■ Source records:
%%
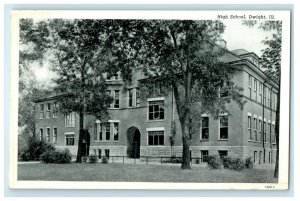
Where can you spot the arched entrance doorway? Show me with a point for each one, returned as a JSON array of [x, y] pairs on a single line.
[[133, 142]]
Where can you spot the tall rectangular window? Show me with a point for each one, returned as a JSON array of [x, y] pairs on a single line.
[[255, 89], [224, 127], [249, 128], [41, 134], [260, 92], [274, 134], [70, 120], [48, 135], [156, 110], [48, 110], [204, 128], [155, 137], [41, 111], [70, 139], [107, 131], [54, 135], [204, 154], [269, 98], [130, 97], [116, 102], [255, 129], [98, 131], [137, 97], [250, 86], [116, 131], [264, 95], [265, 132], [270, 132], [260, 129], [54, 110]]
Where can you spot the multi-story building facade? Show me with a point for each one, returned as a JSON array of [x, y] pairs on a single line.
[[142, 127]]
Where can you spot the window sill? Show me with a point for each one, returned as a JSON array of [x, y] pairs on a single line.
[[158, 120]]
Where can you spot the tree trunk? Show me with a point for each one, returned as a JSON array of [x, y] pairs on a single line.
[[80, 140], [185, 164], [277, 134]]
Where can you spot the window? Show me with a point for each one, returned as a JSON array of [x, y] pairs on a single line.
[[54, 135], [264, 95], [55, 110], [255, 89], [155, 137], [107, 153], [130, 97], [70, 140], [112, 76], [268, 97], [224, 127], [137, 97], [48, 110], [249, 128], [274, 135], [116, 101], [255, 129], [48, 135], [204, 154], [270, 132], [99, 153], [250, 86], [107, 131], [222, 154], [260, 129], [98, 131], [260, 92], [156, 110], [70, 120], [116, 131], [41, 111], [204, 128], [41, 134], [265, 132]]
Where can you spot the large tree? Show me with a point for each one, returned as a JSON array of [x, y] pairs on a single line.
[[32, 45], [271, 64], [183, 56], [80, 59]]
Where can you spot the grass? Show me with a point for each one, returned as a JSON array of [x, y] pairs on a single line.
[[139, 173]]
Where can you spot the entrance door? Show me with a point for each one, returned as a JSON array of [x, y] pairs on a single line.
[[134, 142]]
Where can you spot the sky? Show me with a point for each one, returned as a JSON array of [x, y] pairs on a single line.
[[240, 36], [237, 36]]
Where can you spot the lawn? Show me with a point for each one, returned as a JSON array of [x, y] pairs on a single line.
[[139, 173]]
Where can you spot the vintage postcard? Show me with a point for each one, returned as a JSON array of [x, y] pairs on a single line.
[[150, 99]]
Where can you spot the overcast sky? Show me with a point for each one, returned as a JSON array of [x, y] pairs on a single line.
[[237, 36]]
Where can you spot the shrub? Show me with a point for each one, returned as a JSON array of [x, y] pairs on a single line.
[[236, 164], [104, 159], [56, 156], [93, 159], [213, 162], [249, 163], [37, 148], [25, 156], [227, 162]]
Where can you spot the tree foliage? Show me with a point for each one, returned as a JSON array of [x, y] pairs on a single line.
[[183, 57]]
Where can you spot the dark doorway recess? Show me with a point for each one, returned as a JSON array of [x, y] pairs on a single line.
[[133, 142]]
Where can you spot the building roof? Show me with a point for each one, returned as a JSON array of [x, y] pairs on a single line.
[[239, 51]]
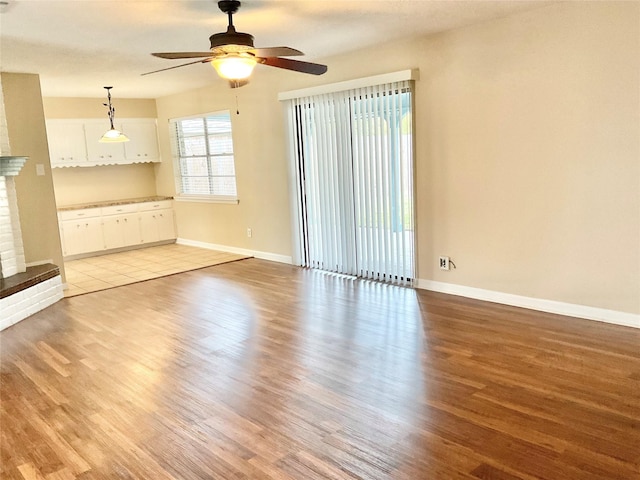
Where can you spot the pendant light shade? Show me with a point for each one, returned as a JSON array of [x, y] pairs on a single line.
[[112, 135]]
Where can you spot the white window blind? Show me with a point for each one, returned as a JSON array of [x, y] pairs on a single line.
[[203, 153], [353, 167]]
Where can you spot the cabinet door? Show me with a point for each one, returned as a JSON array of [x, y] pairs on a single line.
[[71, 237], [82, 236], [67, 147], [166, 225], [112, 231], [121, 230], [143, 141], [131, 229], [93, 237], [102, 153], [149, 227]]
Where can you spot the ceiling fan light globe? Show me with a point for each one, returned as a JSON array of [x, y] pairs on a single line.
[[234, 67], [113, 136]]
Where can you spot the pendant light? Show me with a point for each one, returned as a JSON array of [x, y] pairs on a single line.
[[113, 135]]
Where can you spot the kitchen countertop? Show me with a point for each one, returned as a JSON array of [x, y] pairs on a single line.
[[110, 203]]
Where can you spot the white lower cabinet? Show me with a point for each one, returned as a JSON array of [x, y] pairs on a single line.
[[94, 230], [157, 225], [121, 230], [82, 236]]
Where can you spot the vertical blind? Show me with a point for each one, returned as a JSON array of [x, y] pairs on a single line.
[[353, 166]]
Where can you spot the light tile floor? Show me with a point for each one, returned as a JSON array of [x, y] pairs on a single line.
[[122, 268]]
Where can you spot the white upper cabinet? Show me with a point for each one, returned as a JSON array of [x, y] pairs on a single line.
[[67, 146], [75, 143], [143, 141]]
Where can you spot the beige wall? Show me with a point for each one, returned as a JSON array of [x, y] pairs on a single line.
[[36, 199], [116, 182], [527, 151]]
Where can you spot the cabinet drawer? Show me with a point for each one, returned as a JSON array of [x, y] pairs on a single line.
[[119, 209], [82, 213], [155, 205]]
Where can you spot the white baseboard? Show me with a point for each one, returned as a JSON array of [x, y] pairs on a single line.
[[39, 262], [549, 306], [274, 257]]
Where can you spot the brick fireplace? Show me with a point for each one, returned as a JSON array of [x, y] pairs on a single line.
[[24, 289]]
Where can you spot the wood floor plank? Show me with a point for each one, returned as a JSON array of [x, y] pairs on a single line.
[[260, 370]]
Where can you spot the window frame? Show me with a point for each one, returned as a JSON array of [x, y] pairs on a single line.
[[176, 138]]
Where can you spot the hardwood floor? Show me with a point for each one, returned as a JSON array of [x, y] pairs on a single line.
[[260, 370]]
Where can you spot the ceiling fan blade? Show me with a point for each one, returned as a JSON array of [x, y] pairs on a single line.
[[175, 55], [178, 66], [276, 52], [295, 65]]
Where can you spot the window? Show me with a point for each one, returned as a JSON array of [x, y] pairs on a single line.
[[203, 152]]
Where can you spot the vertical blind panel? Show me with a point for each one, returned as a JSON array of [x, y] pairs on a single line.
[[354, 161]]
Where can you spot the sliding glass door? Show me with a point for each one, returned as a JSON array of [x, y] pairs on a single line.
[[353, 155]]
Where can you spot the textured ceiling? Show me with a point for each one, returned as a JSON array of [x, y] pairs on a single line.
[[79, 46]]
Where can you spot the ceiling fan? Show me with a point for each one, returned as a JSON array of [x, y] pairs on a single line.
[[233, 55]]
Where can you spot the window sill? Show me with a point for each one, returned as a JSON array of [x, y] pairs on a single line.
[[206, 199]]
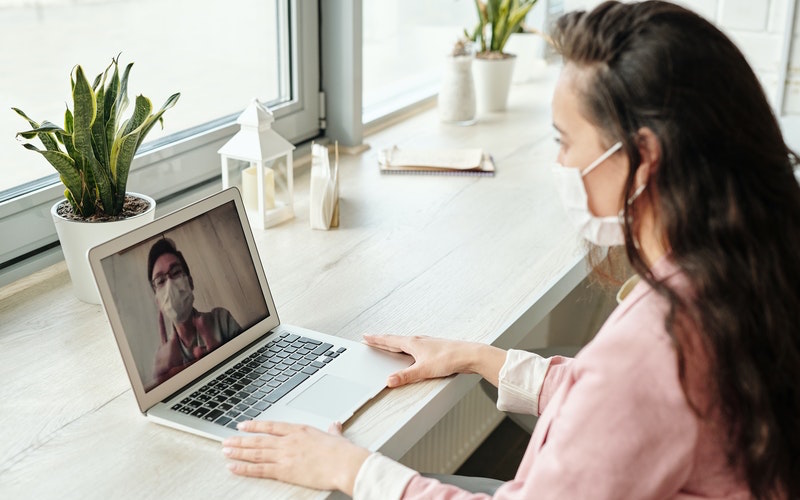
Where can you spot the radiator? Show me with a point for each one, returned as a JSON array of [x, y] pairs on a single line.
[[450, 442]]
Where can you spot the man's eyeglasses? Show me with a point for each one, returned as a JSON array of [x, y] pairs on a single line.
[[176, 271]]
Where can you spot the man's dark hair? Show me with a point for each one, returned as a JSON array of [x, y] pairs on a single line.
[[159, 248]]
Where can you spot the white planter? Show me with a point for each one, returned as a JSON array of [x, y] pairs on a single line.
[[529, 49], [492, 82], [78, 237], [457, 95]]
%%
■ Exercise description: Reproduce the entries from the line containing "Where can you spot the white planter?" through the end of the entries, replacing "white planter" with "flower pot" and leaving everything else unchanged.

■ Output for this task:
Where can you spot the flower pot? Show me with a point for each one, returned as a JSON array of [x, y] pairs on a single line.
[[529, 49], [492, 82], [78, 237], [457, 95]]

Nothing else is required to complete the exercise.